> [INSTRUCTION A]: In the listing, repeat word for word the lines starting at the one containing "[ ] locate the tree bark" and ending at the one containing "Target: small mushroom", both included.
> [INSTRUCTION B]: Pick up the post about Contributoria's first year where it ends and keep writing it.

As the year draws to a close, looking back to how things have played out is a regular concern for many and media folk could be accused of being especially absorbed in reviewing the year that was.
At Contributoria we recently released the figures on the right of this page to do just that, take stock of what’s felt like a remarkable first year for the independent journalism network myself, Matt and Dan launched into the world on January 1 2014.
Only in existence for a year and already it seems like a lifetime ago we won that Google IPI News Innovation Contest with the basic idea for its prototype.
But, exciting as they are, the stats only tell part of the story. Behind those blunt measures, there’s been plenty of conversations, plans and dreams too. And for me, a major pre-occupation throughout 2014 has been thinking about ‘what journalists really want.’
The easy answer is to say, ‘proper financial recognition’ and of course, money is always going to be an issue. But once the payment question is out of the way, what then? What really matters every day?
Measure of everything
Publishers spend plenty of energy working out metrics and measures for just about everything – page views, dwell time, shares on social platforms etc. etc. and that’s great to get a feel in aggregate but, what really gets a writer fired up?
I don’t know m/any journalists who get out of bed in the hope that the shareholder will get a better return on their news org’s holding! Without being puffed up about it, didn’t we all get into this to ‘change the world’ in some small way?
Looking for common threads running through the work of many of the Contributoria writers, a really important outcome would seem to be around the impact their work has, its influence.

> [DATA LISTING]:

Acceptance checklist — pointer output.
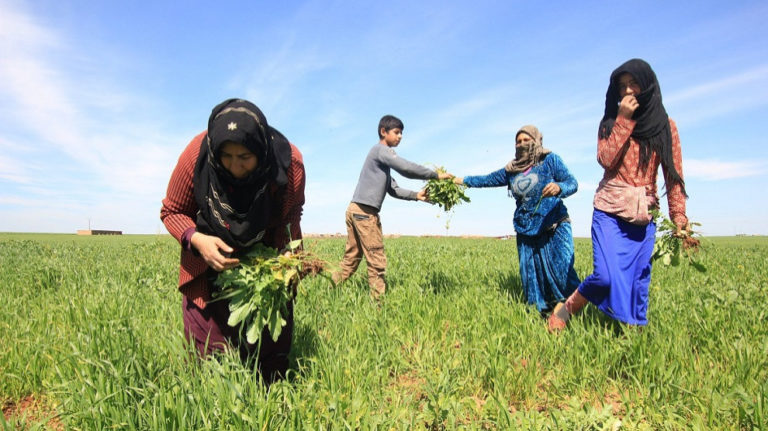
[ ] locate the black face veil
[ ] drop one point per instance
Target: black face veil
==
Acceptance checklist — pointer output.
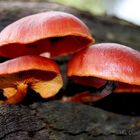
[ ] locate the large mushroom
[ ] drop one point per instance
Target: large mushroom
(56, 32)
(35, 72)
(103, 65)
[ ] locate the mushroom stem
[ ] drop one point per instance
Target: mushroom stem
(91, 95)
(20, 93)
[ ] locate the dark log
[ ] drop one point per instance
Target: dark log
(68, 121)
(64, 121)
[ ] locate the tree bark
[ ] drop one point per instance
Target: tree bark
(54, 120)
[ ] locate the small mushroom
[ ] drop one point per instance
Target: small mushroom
==
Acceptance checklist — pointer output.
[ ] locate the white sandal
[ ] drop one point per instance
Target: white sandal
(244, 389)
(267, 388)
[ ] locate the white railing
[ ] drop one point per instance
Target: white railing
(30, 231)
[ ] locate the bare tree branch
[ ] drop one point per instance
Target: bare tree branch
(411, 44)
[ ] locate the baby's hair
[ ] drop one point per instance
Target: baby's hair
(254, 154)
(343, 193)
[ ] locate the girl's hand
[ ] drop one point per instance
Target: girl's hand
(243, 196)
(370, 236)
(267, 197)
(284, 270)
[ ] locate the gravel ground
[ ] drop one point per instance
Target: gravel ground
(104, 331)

> [EXERCISE RESPONSE A]:
[ ] locate the tree bark
[ ] drop one point per instance
Target: tree bark
(54, 120)
[ ] locate the small mushroom
[ ] drop one point per instance
Target: small mushroom

> [EXERCISE RESPONSE B]:
And that’s one of those things that’s hard to measure despite being easy to spot when it does happen.
Stories with impact
We saw this recently with the startling piece by Harry Vale who wrote about his first hand experience of working in a High Street bookmakers.
It was one of those pieces of writing that couldn’t be ignored – it screamed, snarled, swore and spat in the faces of those who think having access to gambling machines on every poverty-hit spew-splattered street corner is acceptable.
To date its been widely read and shared from the Contributoria site; prompted complaints to the Gambling Commission (the Confidential intelligence line is at 0121 230 6655 if you feel moved to do that too); been read and tweeted by campaigning MP Tom Watson and featured on the primetime BBC Radio 2 Jeremy Vine Show (last Friday if you want to listen again).
Harry’s on his way to writing the second instalment just now and my gut feeling is that this still has some way to play out. Follow what happens next here.
Perhaps another interesting measure of influence can be seen in the global reach and appeal of a story and the places it travels. We’ve seen this many times over the year and do our best to help writers track what happens after their articles are published under a Creative Commons non-commercial share and attribution licence.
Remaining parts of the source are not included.